___ Extracted records ___

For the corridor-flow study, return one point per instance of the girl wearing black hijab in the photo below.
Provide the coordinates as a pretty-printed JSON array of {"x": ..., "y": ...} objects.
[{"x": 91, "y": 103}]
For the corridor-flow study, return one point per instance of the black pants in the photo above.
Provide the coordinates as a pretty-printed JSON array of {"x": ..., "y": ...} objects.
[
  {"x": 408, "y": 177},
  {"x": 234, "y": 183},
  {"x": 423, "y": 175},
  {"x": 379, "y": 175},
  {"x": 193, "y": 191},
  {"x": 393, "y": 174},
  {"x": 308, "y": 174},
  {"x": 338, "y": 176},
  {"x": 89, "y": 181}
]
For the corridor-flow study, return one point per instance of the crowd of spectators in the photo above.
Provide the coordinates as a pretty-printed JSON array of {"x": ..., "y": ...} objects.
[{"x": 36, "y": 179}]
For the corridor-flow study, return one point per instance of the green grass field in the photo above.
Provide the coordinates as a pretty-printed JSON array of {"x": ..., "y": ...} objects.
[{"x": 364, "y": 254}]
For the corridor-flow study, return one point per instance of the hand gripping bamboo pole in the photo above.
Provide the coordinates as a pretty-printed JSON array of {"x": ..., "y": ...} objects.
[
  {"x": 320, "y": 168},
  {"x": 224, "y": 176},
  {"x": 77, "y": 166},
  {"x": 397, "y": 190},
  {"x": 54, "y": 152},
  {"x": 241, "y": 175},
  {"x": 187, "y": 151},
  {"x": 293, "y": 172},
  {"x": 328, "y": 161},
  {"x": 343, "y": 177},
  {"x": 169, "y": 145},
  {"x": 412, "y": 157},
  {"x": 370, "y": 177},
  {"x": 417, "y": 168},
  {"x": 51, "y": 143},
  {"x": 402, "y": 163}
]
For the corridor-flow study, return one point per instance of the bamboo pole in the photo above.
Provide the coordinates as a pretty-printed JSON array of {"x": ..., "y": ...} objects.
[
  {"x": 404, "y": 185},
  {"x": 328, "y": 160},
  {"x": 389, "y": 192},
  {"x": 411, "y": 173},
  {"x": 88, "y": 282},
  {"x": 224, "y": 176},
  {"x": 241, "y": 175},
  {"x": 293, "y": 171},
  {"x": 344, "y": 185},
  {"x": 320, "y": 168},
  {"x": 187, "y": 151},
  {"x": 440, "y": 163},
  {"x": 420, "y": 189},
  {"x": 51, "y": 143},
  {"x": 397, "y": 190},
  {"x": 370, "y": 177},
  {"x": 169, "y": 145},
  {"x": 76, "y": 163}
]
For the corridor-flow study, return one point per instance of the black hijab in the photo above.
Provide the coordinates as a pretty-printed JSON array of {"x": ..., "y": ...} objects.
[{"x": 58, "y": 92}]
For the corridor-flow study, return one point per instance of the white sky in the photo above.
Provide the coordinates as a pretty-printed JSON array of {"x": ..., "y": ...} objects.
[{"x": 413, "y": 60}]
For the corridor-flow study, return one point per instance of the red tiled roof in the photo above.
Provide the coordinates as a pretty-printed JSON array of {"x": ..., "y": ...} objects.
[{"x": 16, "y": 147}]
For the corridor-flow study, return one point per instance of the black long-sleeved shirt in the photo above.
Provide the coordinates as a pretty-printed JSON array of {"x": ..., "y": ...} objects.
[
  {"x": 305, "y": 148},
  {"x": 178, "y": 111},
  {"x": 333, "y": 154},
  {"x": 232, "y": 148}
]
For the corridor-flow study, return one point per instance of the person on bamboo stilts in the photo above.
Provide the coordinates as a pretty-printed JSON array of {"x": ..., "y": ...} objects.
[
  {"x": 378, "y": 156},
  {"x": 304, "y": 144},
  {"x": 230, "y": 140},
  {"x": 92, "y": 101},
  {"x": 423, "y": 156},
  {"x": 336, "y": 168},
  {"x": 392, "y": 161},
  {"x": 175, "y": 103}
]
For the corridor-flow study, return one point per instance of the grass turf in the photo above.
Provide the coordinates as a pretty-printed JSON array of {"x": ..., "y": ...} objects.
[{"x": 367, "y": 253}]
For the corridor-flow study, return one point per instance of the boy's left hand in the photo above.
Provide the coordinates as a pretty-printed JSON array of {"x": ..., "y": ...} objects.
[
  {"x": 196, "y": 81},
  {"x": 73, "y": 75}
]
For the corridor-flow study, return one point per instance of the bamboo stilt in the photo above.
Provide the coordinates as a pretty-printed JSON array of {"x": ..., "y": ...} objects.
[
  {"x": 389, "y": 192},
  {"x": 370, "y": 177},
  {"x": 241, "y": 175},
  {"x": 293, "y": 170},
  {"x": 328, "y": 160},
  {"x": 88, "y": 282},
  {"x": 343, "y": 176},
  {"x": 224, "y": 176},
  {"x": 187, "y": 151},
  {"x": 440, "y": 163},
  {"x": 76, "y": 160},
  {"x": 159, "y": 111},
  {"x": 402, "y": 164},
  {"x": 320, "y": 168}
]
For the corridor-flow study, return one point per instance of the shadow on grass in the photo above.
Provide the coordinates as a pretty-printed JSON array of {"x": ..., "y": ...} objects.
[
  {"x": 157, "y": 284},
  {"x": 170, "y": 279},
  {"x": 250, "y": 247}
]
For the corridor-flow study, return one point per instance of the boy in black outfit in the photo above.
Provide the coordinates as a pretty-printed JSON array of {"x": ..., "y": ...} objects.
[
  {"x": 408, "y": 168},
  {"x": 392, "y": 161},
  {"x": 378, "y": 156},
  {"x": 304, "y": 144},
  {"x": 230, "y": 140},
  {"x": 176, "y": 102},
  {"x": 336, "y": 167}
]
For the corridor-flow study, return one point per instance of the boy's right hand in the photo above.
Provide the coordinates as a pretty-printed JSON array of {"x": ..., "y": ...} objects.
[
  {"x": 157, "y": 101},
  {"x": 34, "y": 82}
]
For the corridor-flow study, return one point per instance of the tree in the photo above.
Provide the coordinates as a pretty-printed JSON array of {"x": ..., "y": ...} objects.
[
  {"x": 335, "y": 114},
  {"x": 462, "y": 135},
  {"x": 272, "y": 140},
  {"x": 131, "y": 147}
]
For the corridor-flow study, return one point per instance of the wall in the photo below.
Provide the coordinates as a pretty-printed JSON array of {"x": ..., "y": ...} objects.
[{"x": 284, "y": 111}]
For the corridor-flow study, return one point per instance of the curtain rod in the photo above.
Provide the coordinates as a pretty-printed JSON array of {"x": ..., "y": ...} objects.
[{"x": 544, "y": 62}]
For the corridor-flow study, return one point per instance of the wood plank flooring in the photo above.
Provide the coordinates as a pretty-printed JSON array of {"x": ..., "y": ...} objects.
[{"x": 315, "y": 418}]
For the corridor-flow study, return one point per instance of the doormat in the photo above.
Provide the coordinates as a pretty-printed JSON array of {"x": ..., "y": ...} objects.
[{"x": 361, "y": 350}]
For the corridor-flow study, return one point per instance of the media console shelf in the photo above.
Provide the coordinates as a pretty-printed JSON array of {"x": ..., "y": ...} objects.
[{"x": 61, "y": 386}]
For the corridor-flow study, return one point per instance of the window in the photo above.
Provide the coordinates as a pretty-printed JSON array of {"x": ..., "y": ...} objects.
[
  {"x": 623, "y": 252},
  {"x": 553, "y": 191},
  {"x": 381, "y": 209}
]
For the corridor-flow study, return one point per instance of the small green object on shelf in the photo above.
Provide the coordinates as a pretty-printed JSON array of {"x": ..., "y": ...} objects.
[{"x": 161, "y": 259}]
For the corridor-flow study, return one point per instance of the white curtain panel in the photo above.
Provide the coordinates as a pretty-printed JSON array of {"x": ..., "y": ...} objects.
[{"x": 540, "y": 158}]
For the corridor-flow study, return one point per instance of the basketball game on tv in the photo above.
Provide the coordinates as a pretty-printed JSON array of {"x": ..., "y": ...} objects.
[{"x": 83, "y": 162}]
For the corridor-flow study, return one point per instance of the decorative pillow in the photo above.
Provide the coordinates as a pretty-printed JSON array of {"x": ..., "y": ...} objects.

___

* **Your goal**
Only the lines from the beginning of the material through the line with "the bamboo pole in the photo above." should appear in the answer, each copied exactly.

* **Response to this exercise**
For the corridor-flow study, return one point per instance of the girl wearing black hijab in the photo below.
Provide the coordinates as a pretty-printed JSON array of {"x": ..., "y": ...} objects.
[{"x": 91, "y": 103}]
For the corridor-flow study, return one point per instance of the black pants in the photo above.
Provide the coordinates as a pretty-printed JSON array of {"x": ..., "y": ...} objects.
[
  {"x": 408, "y": 177},
  {"x": 234, "y": 183},
  {"x": 423, "y": 175},
  {"x": 379, "y": 175},
  {"x": 193, "y": 191},
  {"x": 393, "y": 174},
  {"x": 308, "y": 174},
  {"x": 338, "y": 176},
  {"x": 89, "y": 181}
]
For the corridor-flow study, return one point per instance of the crowd of spectators in the photo above.
Provide the coordinates as a pretty-printed JSON array of {"x": ..., "y": ...} objects.
[{"x": 36, "y": 179}]
For the corridor-flow study, return one point per instance of the green grass field in the photo above.
Provide the coordinates as a pretty-printed JSON array of {"x": ..., "y": ...} objects.
[{"x": 364, "y": 254}]
For the corridor-flow study, return one point per instance of the hand gripping bamboo pole in the photo above.
Provide the coordinates as a pretty-printed JSON array of {"x": ..., "y": ...} objects.
[
  {"x": 320, "y": 168},
  {"x": 224, "y": 176},
  {"x": 77, "y": 166},
  {"x": 397, "y": 190},
  {"x": 54, "y": 152},
  {"x": 241, "y": 175},
  {"x": 187, "y": 151},
  {"x": 293, "y": 172},
  {"x": 328, "y": 161},
  {"x": 343, "y": 177},
  {"x": 169, "y": 145},
  {"x": 412, "y": 157},
  {"x": 370, "y": 177},
  {"x": 417, "y": 168},
  {"x": 51, "y": 143},
  {"x": 402, "y": 163}
]
For the corridor-flow study, return one point per instance of the bamboo pole in the photo above.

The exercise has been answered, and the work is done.